▸ TASK BRIEF
Please state the consensus second-line treatment for pregnant women in the abstract on psoriasis therapy during pregnancy and lactation.

Background: Treating psoriasis in pregnant and lactating women presents a special challenge. For ethical reasons, prospective randomized control trials have not been conducted in this patient population although these patients do encounter new-onset psoriasis in addition to flares and may require treatment throughout their pregnancies.
Objective: Our aim was to arrive at consensus recommendations on treatment options for psoriasis in pregnant and lactating women.
Methods: The literature was reviewed regarding all psoriasis therapies in pregnant and lactating women.
Results: Topical therapies including emollients and low- to moderate-potency topical steroids are first-line therapy for patients with limited psoriasis who are pregnant or breast-feeding. The consensus was that second-line treatment for pregnant women is narrowband ultraviolet B phototherapy or broadband ultraviolet B, if narrowband ultraviolet B is not available. Lastly, tumor necrosis factor-α inhibitors including adalimumab, etanercept, and infliximab may be used with caution as may cyclosporine and systemic steroids (in second and third trimesters). Some specific strategies may be used to minimize risk and exposure.
Limitations: There are few evidence-based studies on treating psoriasis in pregnant and lactating women.
Conclusions: Because there will always be a question of ethical concerns placing pregnant and lactating women in prospective clinical trials, investigation of both conventional and biologic agents are unlikely to ever be performed. Some of these medications used to treat psoriasis are known abortifacients, mutagens, or teratogens and must be clearly avoided but others can be used with relative confidence in select patients with appropriate counseling of risks and benefits.

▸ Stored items

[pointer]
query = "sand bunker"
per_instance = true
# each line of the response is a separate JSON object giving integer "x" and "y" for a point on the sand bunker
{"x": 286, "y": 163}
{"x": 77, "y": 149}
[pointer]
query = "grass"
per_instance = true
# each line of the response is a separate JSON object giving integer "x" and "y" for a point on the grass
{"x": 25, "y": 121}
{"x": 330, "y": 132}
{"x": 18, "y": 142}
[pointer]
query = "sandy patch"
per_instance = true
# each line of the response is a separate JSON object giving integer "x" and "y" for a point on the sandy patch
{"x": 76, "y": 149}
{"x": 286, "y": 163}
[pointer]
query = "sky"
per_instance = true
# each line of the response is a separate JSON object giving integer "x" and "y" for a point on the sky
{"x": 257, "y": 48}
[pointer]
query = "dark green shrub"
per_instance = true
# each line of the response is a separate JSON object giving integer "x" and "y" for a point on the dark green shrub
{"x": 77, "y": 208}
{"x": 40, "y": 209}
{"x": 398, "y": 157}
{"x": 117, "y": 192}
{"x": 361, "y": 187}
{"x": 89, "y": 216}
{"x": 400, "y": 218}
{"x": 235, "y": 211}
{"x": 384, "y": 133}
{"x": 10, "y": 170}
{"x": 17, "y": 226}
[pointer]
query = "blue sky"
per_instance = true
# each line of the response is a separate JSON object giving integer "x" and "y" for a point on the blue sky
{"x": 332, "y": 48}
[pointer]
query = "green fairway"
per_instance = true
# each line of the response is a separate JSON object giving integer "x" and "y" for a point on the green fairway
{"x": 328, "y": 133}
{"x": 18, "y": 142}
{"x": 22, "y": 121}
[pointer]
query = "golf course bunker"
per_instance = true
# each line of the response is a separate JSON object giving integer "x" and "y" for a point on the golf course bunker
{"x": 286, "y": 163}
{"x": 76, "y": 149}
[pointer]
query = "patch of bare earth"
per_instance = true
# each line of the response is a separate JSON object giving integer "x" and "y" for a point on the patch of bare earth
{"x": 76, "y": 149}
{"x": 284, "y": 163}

▸ RESPONSE TO THE TASK
Narrowband ultraviolet B phototherapy, or broadband ultraviolet B if narrowband ultraviolet B is not available.